» **What you will do**
Within the records below is a range that opens at the line with "Query: black hijab" and closes at the line with "<point>556,255</point>". Return that range word for word, both ends included, and only that range.

» **Input data**
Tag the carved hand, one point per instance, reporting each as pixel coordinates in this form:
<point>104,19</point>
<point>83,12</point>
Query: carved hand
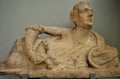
<point>38,28</point>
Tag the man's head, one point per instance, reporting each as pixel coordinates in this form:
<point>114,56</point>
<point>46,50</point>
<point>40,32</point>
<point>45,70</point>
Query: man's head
<point>82,15</point>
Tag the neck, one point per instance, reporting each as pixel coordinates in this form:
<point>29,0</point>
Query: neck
<point>81,33</point>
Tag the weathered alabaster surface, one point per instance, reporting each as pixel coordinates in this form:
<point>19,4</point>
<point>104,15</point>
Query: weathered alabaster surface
<point>71,52</point>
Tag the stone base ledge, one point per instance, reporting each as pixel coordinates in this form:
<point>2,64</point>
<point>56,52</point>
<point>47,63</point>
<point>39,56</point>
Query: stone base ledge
<point>65,73</point>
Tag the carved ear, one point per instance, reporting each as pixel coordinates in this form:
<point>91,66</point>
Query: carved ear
<point>72,16</point>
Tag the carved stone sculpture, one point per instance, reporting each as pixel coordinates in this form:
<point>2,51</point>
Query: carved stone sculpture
<point>71,52</point>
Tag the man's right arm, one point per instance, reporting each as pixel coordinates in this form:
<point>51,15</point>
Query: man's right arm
<point>54,31</point>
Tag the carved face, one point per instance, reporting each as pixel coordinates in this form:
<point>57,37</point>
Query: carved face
<point>83,16</point>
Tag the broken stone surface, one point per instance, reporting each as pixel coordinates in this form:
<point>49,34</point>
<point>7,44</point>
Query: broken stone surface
<point>69,52</point>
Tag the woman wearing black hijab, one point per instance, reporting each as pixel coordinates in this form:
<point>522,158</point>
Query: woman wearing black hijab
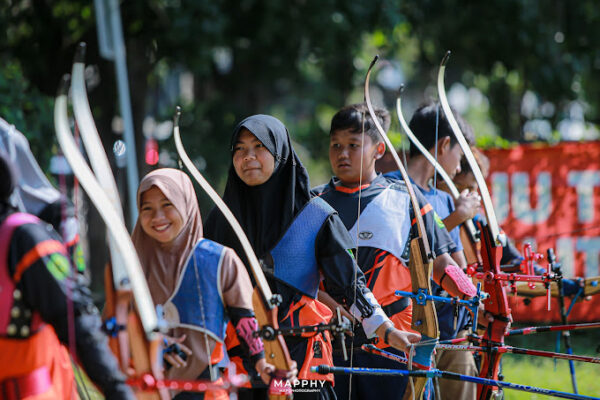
<point>300,242</point>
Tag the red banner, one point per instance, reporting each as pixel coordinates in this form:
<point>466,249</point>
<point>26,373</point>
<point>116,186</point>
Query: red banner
<point>549,196</point>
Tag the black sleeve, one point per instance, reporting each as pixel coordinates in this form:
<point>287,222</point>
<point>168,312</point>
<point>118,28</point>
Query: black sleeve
<point>343,280</point>
<point>48,290</point>
<point>236,314</point>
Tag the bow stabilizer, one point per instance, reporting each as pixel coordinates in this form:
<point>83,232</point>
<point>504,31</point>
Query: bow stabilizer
<point>424,319</point>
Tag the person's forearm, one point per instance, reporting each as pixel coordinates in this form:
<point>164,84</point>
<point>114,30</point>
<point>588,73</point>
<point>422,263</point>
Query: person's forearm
<point>453,220</point>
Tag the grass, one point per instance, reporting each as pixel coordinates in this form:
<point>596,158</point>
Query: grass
<point>541,372</point>
<point>533,371</point>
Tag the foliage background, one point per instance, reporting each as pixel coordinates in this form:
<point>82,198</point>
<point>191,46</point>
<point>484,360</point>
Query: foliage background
<point>521,70</point>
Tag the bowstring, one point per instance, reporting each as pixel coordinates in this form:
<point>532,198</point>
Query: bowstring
<point>362,143</point>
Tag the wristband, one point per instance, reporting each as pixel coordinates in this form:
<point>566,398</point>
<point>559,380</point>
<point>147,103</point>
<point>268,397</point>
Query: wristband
<point>387,334</point>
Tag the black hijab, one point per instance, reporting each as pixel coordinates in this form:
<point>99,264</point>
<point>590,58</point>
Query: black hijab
<point>7,185</point>
<point>264,211</point>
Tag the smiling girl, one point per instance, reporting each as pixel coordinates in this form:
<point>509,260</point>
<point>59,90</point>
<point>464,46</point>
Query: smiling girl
<point>198,282</point>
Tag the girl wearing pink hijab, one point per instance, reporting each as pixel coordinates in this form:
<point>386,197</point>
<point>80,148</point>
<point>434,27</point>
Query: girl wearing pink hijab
<point>200,283</point>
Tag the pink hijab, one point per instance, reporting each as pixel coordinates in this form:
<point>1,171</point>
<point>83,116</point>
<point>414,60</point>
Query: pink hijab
<point>163,262</point>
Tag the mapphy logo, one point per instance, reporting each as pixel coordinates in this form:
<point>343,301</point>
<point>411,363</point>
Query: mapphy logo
<point>300,385</point>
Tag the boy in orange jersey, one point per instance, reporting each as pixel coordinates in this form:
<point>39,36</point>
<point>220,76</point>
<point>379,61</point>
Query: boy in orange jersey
<point>383,232</point>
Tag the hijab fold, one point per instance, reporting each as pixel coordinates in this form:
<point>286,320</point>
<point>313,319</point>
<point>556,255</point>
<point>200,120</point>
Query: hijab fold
<point>265,211</point>
<point>163,262</point>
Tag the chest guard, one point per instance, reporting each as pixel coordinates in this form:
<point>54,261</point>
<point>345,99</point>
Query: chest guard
<point>16,319</point>
<point>294,259</point>
<point>385,224</point>
<point>197,301</point>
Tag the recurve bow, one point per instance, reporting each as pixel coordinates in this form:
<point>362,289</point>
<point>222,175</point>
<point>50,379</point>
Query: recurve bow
<point>468,233</point>
<point>143,325</point>
<point>491,252</point>
<point>424,318</point>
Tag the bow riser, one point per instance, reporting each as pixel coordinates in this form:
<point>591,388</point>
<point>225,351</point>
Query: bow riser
<point>496,304</point>
<point>276,351</point>
<point>471,247</point>
<point>422,315</point>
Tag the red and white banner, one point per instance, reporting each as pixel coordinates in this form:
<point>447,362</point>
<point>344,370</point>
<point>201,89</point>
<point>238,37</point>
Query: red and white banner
<point>549,196</point>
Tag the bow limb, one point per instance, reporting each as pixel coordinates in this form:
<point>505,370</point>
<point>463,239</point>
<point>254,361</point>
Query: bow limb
<point>264,301</point>
<point>485,194</point>
<point>468,232</point>
<point>116,281</point>
<point>591,286</point>
<point>424,318</point>
<point>491,251</point>
<point>147,326</point>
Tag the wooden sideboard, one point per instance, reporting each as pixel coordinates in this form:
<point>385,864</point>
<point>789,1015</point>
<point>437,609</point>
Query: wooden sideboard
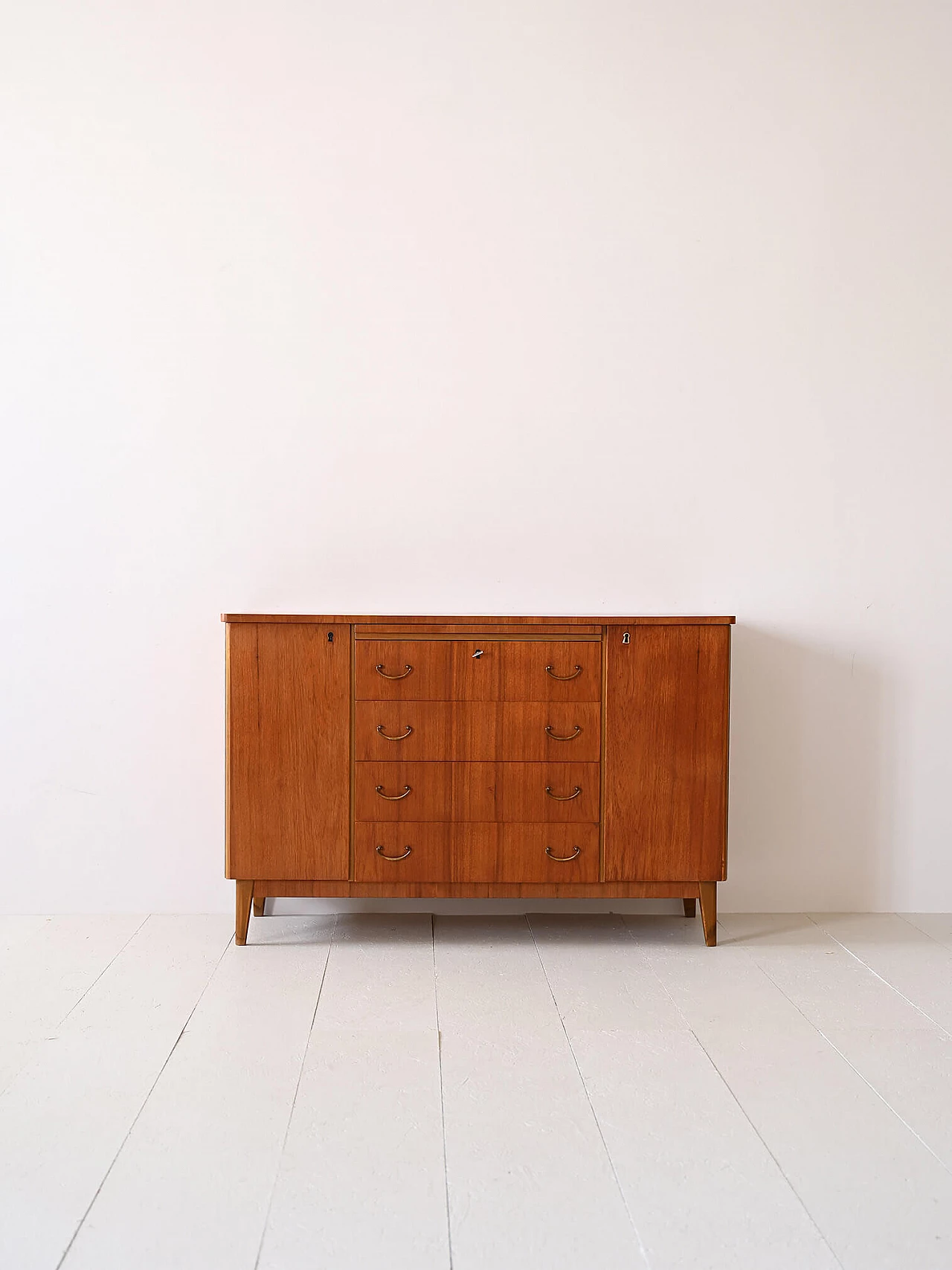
<point>492,757</point>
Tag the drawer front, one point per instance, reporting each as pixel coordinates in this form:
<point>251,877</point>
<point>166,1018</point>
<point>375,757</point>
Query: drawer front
<point>549,853</point>
<point>567,793</point>
<point>475,853</point>
<point>556,732</point>
<point>402,853</point>
<point>479,670</point>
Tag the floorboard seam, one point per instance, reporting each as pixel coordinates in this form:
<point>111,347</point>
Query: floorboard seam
<point>294,1100</point>
<point>143,1106</point>
<point>442,1104</point>
<point>851,1066</point>
<point>77,1004</point>
<point>880,977</point>
<point>740,1106</point>
<point>588,1099</point>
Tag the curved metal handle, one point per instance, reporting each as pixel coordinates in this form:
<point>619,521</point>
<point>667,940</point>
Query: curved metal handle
<point>382,672</point>
<point>384,853</point>
<point>393,798</point>
<point>562,859</point>
<point>559,798</point>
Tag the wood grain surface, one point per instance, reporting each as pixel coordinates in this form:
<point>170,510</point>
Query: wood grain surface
<point>333,889</point>
<point>477,792</point>
<point>475,853</point>
<point>479,671</point>
<point>477,731</point>
<point>289,769</point>
<point>666,702</point>
<point>474,620</point>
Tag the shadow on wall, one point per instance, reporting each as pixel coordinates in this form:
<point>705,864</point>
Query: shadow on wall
<point>810,812</point>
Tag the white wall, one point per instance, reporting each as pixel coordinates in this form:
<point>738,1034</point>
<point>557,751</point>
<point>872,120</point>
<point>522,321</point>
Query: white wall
<point>540,307</point>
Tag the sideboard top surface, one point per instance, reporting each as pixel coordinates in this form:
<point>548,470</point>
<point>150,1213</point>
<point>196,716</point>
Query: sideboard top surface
<point>508,620</point>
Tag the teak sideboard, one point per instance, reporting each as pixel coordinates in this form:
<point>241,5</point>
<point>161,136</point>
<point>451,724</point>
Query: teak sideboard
<point>490,757</point>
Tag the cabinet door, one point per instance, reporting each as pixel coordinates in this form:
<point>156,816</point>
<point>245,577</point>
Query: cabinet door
<point>289,765</point>
<point>666,804</point>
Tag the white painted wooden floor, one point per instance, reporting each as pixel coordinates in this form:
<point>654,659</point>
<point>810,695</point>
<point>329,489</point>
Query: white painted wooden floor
<point>404,1091</point>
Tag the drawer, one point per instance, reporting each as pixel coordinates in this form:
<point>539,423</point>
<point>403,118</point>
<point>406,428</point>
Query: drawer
<point>472,670</point>
<point>477,731</point>
<point>477,792</point>
<point>549,853</point>
<point>404,853</point>
<point>477,853</point>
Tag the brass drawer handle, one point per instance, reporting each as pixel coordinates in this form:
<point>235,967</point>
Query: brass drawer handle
<point>393,798</point>
<point>408,671</point>
<point>551,856</point>
<point>384,853</point>
<point>559,798</point>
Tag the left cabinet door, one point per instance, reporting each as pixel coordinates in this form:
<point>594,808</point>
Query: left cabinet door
<point>289,751</point>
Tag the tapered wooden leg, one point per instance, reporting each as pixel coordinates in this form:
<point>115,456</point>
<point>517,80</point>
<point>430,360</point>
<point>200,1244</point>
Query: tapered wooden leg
<point>709,911</point>
<point>242,910</point>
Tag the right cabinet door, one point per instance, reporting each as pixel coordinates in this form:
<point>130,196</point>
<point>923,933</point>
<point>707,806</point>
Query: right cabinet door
<point>666,756</point>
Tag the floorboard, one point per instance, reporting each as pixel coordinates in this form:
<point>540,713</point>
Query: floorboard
<point>48,964</point>
<point>64,1118</point>
<point>880,1196</point>
<point>476,1094</point>
<point>530,1180</point>
<point>704,1187</point>
<point>192,1184</point>
<point>362,1178</point>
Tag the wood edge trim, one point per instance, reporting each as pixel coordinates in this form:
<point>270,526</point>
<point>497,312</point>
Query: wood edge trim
<point>603,760</point>
<point>343,889</point>
<point>352,850</point>
<point>512,620</point>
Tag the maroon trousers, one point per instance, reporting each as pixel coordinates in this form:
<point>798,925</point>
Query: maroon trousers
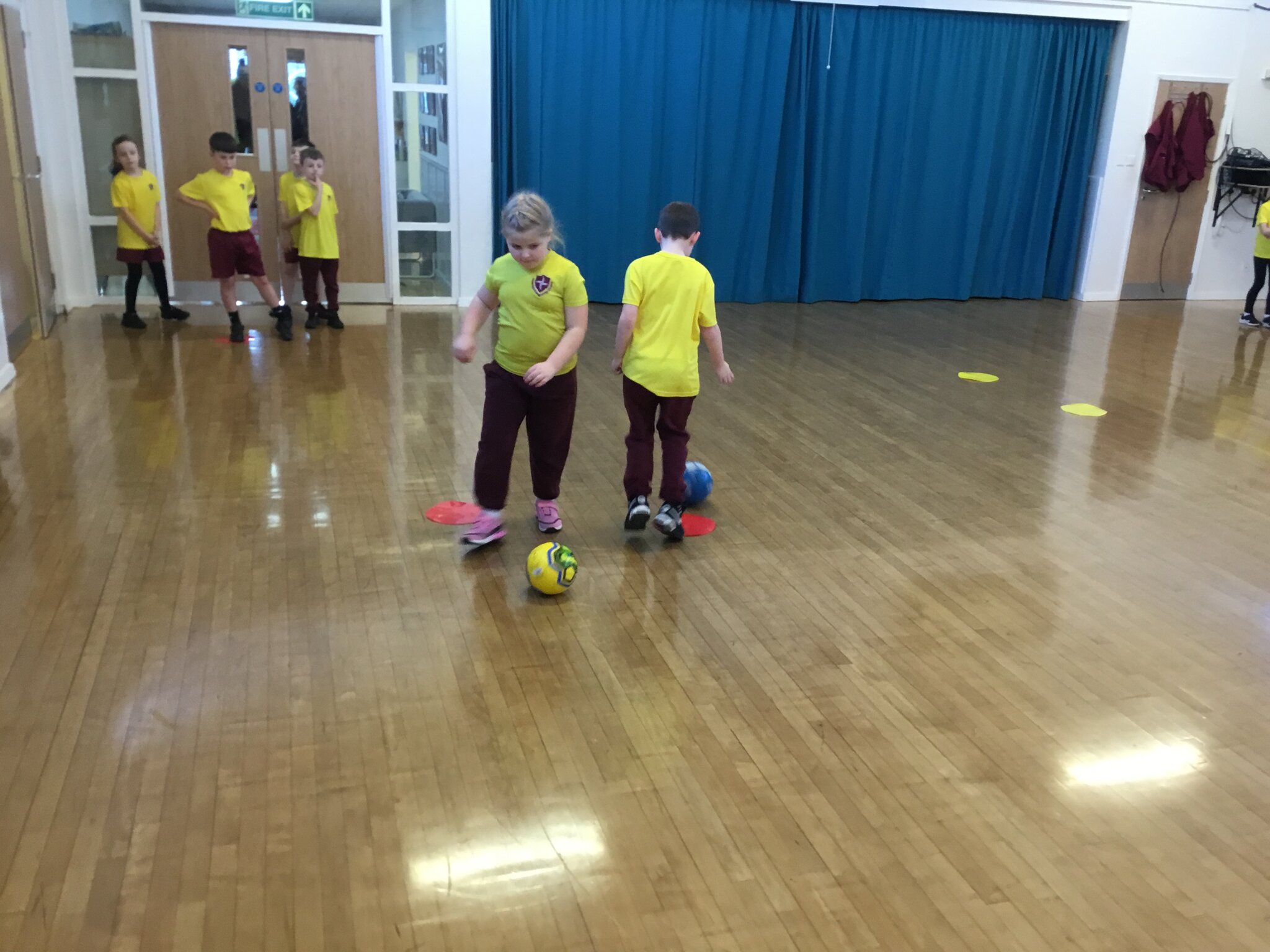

» **Response area**
Query: black hijab
<point>7,185</point>
<point>264,211</point>
Tag the smiling girl, one point per instance, reporting each as pixel coordinates in this form:
<point>509,260</point>
<point>59,90</point>
<point>464,46</point>
Query: smiling girl
<point>198,282</point>
Tag the girl wearing pink hijab, one point per instance, reporting each as pixel coordinates in this form:
<point>386,197</point>
<point>80,148</point>
<point>434,27</point>
Query: girl wearing pink hijab
<point>200,283</point>
Tag the pink hijab, one point per instance, reporting each as pixel coordinates in this form:
<point>1,171</point>
<point>83,116</point>
<point>414,60</point>
Query: pink hijab
<point>163,262</point>
Tag the mapphy logo, one point per instance, reporting each as pixel coordinates in this form:
<point>343,301</point>
<point>411,363</point>
Query: mapphy logo
<point>300,385</point>
Tag the boy in orange jersey, one point per instance, reporting each as pixel coordinates in this form:
<point>39,36</point>
<point>220,76</point>
<point>379,61</point>
Query: boy in orange jersey
<point>383,232</point>
Tag the hijab fold, one point per instance, reporting each as pixel coordinates in this form:
<point>286,320</point>
<point>313,319</point>
<point>556,255</point>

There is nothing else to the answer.